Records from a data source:

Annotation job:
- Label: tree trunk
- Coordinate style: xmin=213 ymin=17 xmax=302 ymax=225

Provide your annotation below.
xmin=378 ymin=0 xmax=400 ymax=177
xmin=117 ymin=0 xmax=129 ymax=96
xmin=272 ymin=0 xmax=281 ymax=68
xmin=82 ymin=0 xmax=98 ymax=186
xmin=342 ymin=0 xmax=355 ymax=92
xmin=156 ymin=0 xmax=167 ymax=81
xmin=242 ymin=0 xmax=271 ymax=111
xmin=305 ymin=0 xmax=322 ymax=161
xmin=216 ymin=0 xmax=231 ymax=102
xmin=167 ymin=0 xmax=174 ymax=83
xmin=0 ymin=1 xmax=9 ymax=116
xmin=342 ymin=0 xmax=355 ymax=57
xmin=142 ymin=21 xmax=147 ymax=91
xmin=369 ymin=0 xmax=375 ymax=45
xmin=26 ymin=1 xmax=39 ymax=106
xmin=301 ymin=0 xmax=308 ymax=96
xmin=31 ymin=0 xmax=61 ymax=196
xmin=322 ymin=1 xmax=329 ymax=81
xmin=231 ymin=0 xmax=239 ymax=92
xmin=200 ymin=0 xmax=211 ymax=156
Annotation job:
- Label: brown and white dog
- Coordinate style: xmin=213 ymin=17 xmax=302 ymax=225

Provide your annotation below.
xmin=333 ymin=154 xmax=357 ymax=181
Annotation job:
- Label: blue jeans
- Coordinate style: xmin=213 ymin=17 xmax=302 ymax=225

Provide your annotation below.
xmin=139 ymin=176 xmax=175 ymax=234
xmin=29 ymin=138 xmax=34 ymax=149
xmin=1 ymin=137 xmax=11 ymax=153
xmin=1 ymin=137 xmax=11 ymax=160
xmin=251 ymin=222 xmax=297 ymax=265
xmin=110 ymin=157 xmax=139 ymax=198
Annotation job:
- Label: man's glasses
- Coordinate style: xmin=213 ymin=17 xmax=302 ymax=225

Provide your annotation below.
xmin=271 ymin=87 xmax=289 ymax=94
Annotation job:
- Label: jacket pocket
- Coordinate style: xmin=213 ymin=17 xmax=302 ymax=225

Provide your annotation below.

TASK REQUIREMENTS: Return all of the entries exactly as written.

TASK RESULT:
Annotation job:
- Label: tree trunk
- Coordinate style: xmin=213 ymin=17 xmax=302 ymax=225

Provide your annotation below.
xmin=378 ymin=0 xmax=400 ymax=177
xmin=117 ymin=0 xmax=129 ymax=96
xmin=272 ymin=0 xmax=281 ymax=68
xmin=82 ymin=0 xmax=98 ymax=186
xmin=342 ymin=0 xmax=355 ymax=92
xmin=156 ymin=0 xmax=167 ymax=81
xmin=242 ymin=0 xmax=271 ymax=111
xmin=305 ymin=0 xmax=322 ymax=161
xmin=216 ymin=0 xmax=231 ymax=102
xmin=167 ymin=0 xmax=174 ymax=83
xmin=0 ymin=1 xmax=9 ymax=116
xmin=342 ymin=0 xmax=355 ymax=57
xmin=142 ymin=21 xmax=147 ymax=91
xmin=369 ymin=0 xmax=375 ymax=45
xmin=26 ymin=1 xmax=39 ymax=106
xmin=301 ymin=0 xmax=308 ymax=96
xmin=31 ymin=0 xmax=61 ymax=196
xmin=322 ymin=1 xmax=329 ymax=81
xmin=231 ymin=0 xmax=239 ymax=92
xmin=200 ymin=0 xmax=211 ymax=156
Annotation job:
- Label: brown and white dog
- Coordinate style: xmin=213 ymin=17 xmax=302 ymax=225

Provide your annotation below.
xmin=333 ymin=154 xmax=357 ymax=181
Annotation job:
- Label: blue jeans
- Coordinate style: xmin=213 ymin=17 xmax=302 ymax=225

Provide your annotation below.
xmin=139 ymin=176 xmax=175 ymax=234
xmin=29 ymin=138 xmax=34 ymax=149
xmin=1 ymin=137 xmax=11 ymax=153
xmin=1 ymin=137 xmax=11 ymax=160
xmin=251 ymin=222 xmax=297 ymax=265
xmin=110 ymin=157 xmax=139 ymax=198
Annotation job:
- Label: man's glasses
- Coordinate style: xmin=213 ymin=17 xmax=302 ymax=225

Provide your annotation below.
xmin=271 ymin=87 xmax=289 ymax=94
Annotation job:
- Label: jacket pocket
- Coordinate style: xmin=213 ymin=17 xmax=302 ymax=225

Provide your annotation below.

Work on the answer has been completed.